» **Request**: Pick out each line of the listing below that contains the string "target" and copy those lines out in full.

# Data provided start

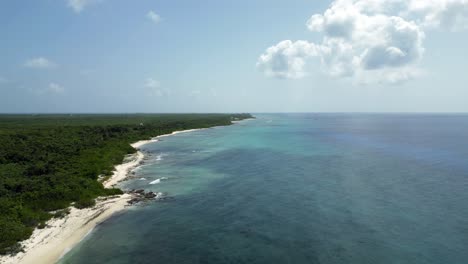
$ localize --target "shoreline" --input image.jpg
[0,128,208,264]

# Data provided end
# Data provided start

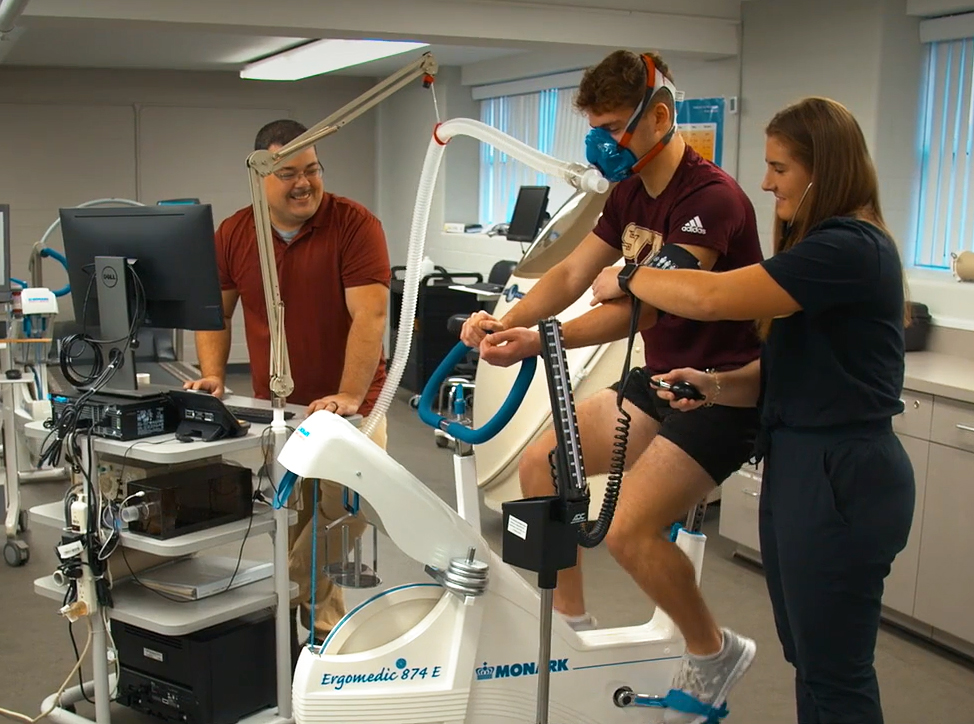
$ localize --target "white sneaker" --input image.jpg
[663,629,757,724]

# Data provided end
# Data provided start

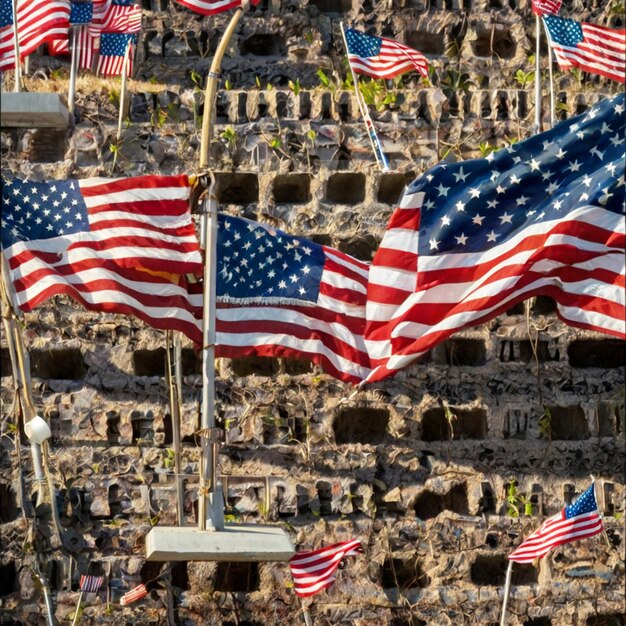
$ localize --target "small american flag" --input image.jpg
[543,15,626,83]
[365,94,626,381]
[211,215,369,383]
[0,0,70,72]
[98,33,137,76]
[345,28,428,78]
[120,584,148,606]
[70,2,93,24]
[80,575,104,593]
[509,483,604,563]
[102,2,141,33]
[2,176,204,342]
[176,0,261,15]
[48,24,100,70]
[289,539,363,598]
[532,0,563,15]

# Data provided end

» **Complete response**:
$ localize --target "shoreline" --input image.jpg
$ localize --target "white sneaker" --input image.jpg
$ localize --target "small american flag" --input image.jpg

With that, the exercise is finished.